[PAGE EXTRACT]:
In Minnesota Employers Mutual Insurance Company v. Larson, 2007 WL 2688443 (S.D. Ill. 2007), the Court determined that policy language limiting coverage to situations where “the insured had no knowledge of facts which could reasonably support a claim at the effective date of this policy” required the application of a subjective standard.  Id. at *5 n. 4, *8-9.  The Court applied the subjective standard because the insurer referred to the insured’s “knowledge of facts.”  It distinguished the case from those applying an objective standard, in which cases the insurers referred to an insured’s “basis to believe” that a claim could be brought.  Id. at *8.  Notwithstanding the Court’s adoption of a subjective standard, it still denied coverage on the basis of the insured’s prior knowledge, even though the insured asserted he had no such knowledge. 

In this case, the insured informed his client of problems with the matter he was handling for the client (including dismissals without prejudice of some defendants and the exclusion of an expert witness for failing to timely disclose him) and the client had a new lawyer look at the case.  Id. at *2.  The insured also instructed his secretary to make an extra copy of the file to possibly send to his insurance company.  Id.  The client continued with the insured (no other lawyer wanted the case) and accepted a $15,000 settlement offer. 

The insured argued that these circumstances negated any knowledge on his part that he would be sued by his client.  Id. at *9.  The court rejected this logic, stating that the insured knew of “facts that could reasonably support a claim” because he “knew that [the client] could file suit after the settlement agreement; that [the client] never threatened to do so, or that [the insured] assumed [the client] would not do so, is irrelevant.”  Id. at *9.  Still further, the court noted that the insured had not re-filed lawsuits against the dismissed defendants while he could have done so.  Id. at *10. 

Notwithstanding that this case seems to reach the right result, the employment of a subjective standard, even in name only, is troubling precedent for later cases.  If insureds can convince courts to adopt a subjective standard, it is more likely that courts will make coverage determinations based on what is in the insured’s mind, a subject that is difficult to divine and even to challenge.

[Image location labeling items]
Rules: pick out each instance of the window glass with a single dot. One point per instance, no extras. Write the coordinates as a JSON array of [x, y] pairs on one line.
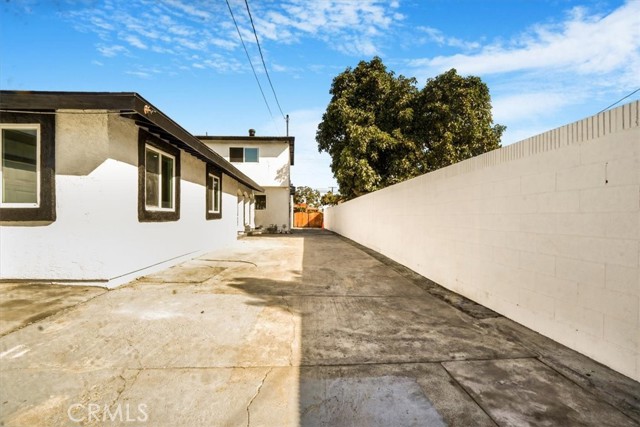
[[152, 178], [210, 202], [167, 182], [236, 154], [20, 166], [251, 155]]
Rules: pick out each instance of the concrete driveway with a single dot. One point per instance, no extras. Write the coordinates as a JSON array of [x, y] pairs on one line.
[[306, 329]]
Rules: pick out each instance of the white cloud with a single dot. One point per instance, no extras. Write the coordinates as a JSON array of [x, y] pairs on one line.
[[582, 43], [111, 51], [182, 27], [135, 41], [437, 36], [522, 106]]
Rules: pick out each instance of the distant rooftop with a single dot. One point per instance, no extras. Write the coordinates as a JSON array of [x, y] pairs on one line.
[[253, 139]]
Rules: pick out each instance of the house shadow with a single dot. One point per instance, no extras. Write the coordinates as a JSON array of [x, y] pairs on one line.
[[361, 330]]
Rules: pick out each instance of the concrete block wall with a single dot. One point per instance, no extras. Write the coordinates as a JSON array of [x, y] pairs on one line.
[[545, 231]]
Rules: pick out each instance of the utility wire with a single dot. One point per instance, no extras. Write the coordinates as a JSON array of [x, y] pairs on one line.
[[618, 101], [246, 2], [115, 113], [249, 58]]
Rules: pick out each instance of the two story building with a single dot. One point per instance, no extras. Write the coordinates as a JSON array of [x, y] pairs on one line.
[[267, 160], [101, 188]]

[BRIEF]: Continue the commentary on the Minnesota Employers Mutual v. Larson insurance coverage case, starting after its last sentence.

[RIGHT ANSWER]:
An Objective Test That Is Really A Subjective Test

In a recent New York case, the Federal District Court employed an objective test, but then considered the factors commonly rejected by courts adopting this approach.  United National Insurance Co. v. Granoff, Walker & Forlenza, P.C., 598 F. Supp. 2d 540 (S.D.N.Y. 2009).  In that case, the firm represented the client in a failed real estate transaction.  The “potential of a malpractice action” was discussed with co-counsel after a court found against the client in litigation over the deal, and while an appeal was pending.  Id. at 544 & n. 3.  Before the appeal was decided against the client, the firm renewed its policy and answered “no” to the question “are attorneys in your firm aware …of any incidents that might reasonably be expected to lead to a claim…?”  Id. at 544.  Furthermore, the policy excluded all claims where the insured “could have reasonably foreseen that such WRONGFUL ACT might reasonably be expected to be the basis of a CLAIM.” 

The Court considered whether the insured or a “reasonable attorney in the [the insured’s] shoes could have reasonably foreseen a claim,” clearly articulating the objective test.  Id. at 547.  Nonetheless, the Court’s ruling that the insured did not forfeit coverage was based on the fact that an appeal was pending that could negate the claim, that the insured had solid defenses to any claim, and the client continued to use the firm in the litigation after the deal failed.  Id. at 547-548.  The Court interpreted the “prior knowledge” question as requiring a positive response “only as to matters that involve a clear breach of duty such as the failure comply with the statute of limitations, attorney neglect, criticism by the court or disciplinary proceedings, or explicit threats of litigation.”  Id. at 549. 

The factors considered by the Court have been roundly rejected by prior courts as being inappropriate to the objective standard, as they leave it to the insured to make determinations as to the possibility of a future suit, when it is the carrier that bears the primary risk of such a suit.  Additionally, the possible success of an appeal should not excuse the insured from reporting a potential claim as the likelihood of success on appeal is always questionable, and the client can sue for delay damages and appellate attorneys fees even if the appeal succeeds.  Still further, questions about “potential claims” have not been limited to matters involving “a clear breach of duty,” as this issue cannot be determined until a later trial.

Conclusion

Although the objective test is still the majority rule, these recent decisions from states that influence insurance coverage opinions throughout the country are troubling.  Carriers and coverage counsel alike need to watch this area of the law to understand the strength of the “prior knowledge” coverage defense in the future.  Insurers should also look carefully look at the “prior knowledge” wording of their application questions and policies and to make sure they have phrased them in a way that gives them the best chance of arguing for an objective standard.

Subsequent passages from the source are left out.